> _WHAT THE EXERCISE ASKS_
When a line below contains the word "like", copy that line.

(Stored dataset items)
_ _ _ _ _
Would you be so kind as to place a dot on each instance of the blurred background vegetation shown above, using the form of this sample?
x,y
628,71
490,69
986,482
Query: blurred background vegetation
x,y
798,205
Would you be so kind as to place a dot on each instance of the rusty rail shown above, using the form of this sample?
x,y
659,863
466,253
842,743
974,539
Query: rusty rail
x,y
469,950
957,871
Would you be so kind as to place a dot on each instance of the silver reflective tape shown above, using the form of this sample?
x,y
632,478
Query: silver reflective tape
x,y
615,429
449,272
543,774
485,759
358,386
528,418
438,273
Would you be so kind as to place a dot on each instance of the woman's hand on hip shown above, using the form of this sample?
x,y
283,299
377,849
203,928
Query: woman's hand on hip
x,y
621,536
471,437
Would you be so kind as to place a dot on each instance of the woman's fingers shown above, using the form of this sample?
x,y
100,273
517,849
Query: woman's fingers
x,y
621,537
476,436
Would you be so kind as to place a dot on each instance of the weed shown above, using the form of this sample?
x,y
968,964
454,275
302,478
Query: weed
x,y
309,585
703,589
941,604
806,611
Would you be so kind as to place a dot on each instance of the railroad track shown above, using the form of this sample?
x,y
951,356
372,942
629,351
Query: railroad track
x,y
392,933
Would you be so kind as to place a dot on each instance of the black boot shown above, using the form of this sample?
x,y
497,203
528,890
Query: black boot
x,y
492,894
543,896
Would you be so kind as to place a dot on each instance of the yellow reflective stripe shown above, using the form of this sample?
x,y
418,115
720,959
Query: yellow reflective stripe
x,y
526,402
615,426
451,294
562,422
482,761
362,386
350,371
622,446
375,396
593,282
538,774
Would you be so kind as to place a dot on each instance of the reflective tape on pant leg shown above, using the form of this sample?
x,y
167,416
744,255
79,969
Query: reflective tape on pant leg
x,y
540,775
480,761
_ _ _ _ _
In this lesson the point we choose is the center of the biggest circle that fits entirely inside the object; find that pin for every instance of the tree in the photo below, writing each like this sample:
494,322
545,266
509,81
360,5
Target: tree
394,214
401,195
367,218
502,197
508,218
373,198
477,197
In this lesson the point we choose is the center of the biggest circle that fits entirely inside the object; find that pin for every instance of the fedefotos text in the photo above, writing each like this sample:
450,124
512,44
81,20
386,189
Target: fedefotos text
_ _ _ _ _
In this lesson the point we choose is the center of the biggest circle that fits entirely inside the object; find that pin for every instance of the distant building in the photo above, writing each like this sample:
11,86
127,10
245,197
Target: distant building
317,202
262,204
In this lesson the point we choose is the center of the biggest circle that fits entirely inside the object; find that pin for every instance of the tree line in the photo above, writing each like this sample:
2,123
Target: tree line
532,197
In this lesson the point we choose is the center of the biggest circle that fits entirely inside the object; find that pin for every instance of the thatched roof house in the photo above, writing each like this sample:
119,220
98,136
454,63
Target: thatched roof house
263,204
_ _ _ _ _
> _ANSWER FOR THIS EXERCISE_
In this lesson the point we choose is the center of the biggest circle that fits entirely inside the object; find that pin for every instance of the tree in the photo below, writing each like this sample:
In this lesson the point we choose is the center of the biggest circle that fits entirely inside the object; find that pin for every instance of the fedefotos text in the photo above, writing each like this sample:
In this lesson the point we choose is the center of the biggest circle that fits entirely inside the object; find that pin for every instance of the distant building in the photo above, writing each like this sample:
In this lesson the point we choose is the center of the biggest circle that fits entirely inside the object; find that pin for every instance of the tree line in the photo above, writing each like this sample:
In this lesson the point we choose is the center of the biggest circle that fits entirely inside the object; find that pin for every instance of the thatched roof house in the photo above, writing each like this sample:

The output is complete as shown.